» **Exercise text**:
***

# Sweex JA000050 webcam driver



## sophora (Dec 5, 2008)

Hi there. I'm trying to install my Sweex JA000050 webcam with mic onto my computer for about the gazillionth time and it isn't working. I lost the CD so I downloaded the file with the drivers and software from the Sweex website. When I try install the drivers through device manager however, it says that there are no drivers located in the folder with the software in it. It doesn't seem to have an installer with it either.

It *has* worked before, one of my friends figured it out for me, but for some reason stupid reason I uninstalled it and I'm now coming up stuck. If I try open the software it says 'sorry there is no video capturing hardware'.

Any ideas? I'm on Windows XP Pro. The files listed in the software folder are...

AMCap.exe
PA207USD.DLL
pfc027 (security catalog)
pfc027 (Setup information - has an option to 'Install' if you right click but nothing happens...)
pfc027.sys
SP207.ax
StillImg.exe
Twain (Configuration settings)
Twain.DS

Am I missing something here? I've tried everything, I've gone through all the options when installing in device manager and am just coming unstuck and I really need to get this working!

Any help would be hugely appreciated,
Thanks,
Sophie


----------



## BCCOMP (Jul 9, 2007)

Hi,
Try a manual install of the driver.
Extract the drivers to a new folder (name it Webcam) in My Documents
Connect the webcam and mic to the PC.

***

» **Source material**:

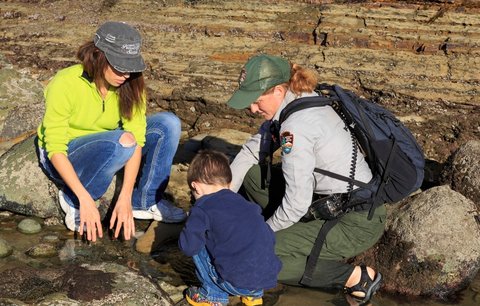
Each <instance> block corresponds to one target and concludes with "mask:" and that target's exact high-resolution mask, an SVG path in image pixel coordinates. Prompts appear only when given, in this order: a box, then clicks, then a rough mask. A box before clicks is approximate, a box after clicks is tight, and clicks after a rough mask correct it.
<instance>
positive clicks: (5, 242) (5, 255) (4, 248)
mask: <svg viewBox="0 0 480 306" xmlns="http://www.w3.org/2000/svg"><path fill="white" fill-rule="evenodd" d="M12 252H13V248H12V247H11V246H10V245H9V244H8V242H7V241H5V240H4V239H2V238H0V258H4V257H8V256H10V254H12Z"/></svg>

***

In the webcam driver thread, what message appears when the poster tries to open the webcam software?

» **Answer to this problem**:
It says "sorry there is no video capturing hardware."